**** Extracted information ****

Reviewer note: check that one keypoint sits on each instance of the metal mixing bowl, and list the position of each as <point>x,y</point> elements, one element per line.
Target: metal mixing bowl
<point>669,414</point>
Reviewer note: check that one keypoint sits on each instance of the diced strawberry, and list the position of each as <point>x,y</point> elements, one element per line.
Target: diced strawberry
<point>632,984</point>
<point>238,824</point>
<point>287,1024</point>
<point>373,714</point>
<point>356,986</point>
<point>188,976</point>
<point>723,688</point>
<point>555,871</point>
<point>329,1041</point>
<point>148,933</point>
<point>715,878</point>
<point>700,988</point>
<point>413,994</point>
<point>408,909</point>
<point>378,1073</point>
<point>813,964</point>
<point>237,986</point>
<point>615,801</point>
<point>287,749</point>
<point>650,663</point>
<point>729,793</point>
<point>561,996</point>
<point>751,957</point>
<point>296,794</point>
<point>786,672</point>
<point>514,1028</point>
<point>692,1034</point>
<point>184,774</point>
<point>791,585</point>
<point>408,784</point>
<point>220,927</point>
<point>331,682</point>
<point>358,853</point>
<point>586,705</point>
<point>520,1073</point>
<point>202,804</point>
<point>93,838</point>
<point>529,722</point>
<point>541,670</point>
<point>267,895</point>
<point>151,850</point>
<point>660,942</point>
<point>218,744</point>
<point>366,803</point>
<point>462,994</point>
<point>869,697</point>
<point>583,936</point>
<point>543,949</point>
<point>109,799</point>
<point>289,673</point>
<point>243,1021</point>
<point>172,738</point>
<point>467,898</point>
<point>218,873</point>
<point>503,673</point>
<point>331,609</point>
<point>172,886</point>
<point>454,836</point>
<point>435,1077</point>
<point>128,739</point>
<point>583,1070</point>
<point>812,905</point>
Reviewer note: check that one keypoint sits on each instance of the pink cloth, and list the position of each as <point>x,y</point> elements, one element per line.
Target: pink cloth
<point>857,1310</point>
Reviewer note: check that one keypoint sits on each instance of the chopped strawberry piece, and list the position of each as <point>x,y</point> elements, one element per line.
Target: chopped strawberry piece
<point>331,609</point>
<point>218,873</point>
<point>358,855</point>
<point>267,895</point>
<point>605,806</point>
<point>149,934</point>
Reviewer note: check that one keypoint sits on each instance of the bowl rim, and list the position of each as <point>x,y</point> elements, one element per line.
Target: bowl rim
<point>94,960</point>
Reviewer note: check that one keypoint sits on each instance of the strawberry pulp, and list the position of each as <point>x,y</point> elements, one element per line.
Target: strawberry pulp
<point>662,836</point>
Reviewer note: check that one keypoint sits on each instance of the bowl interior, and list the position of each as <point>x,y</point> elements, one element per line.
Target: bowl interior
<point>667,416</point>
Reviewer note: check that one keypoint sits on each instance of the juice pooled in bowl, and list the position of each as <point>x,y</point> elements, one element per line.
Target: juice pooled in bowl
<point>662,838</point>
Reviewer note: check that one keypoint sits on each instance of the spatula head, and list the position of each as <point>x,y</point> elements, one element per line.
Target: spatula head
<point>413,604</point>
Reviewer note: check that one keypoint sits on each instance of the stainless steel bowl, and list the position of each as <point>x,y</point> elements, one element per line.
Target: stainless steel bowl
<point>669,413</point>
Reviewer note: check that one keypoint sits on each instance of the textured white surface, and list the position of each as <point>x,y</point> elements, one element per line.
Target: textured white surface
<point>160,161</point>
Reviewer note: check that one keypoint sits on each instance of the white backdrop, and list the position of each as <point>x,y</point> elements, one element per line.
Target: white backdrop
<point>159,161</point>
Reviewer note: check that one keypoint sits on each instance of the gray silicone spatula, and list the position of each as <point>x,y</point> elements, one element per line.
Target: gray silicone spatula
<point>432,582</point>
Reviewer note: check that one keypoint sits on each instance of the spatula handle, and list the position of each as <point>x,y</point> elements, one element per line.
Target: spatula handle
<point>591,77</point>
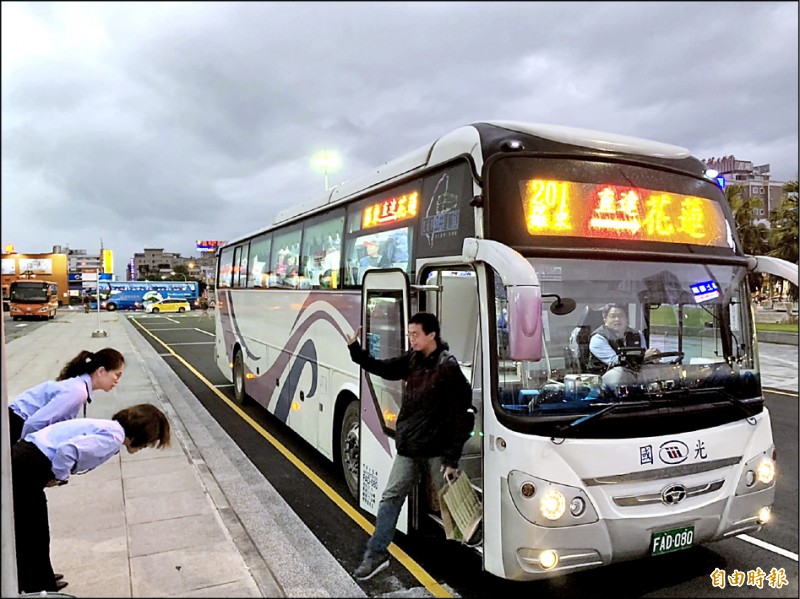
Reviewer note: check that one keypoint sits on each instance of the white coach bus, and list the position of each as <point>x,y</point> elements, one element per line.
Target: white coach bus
<point>517,235</point>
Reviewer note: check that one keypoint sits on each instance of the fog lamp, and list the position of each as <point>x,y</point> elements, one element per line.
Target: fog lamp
<point>528,490</point>
<point>553,504</point>
<point>548,559</point>
<point>577,506</point>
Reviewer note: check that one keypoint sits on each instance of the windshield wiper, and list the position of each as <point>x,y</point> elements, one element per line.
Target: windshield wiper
<point>583,419</point>
<point>739,403</point>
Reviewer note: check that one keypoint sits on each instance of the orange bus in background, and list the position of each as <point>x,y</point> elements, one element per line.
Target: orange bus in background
<point>33,299</point>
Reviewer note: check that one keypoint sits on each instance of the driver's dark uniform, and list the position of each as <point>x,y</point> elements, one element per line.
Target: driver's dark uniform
<point>595,364</point>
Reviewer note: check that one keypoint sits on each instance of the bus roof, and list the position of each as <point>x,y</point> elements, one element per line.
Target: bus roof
<point>466,140</point>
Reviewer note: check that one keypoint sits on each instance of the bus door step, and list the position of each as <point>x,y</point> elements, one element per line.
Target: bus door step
<point>438,520</point>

****

## Exercise details
Can you write out every line of the listing again in full, starting at the line that has "fog lamp, and" and stopping after the line that has "<point>739,403</point>", and shift each x and y coordinate in the answers up by 98?

## Answer to this task
Reviewer note: check that one keypoint sits on each instance of the fog lamp, and list the position of each as <point>x,y</point> elements, one element per line.
Target: fog lamp
<point>626,588</point>
<point>651,602</point>
<point>646,657</point>
<point>675,604</point>
Reviewer note: check that one keypoint sits on each instance of the windshield wiper, and list the position of each as <point>x,y</point> elements, one element per line.
Target: windshield wiper
<point>681,517</point>
<point>837,501</point>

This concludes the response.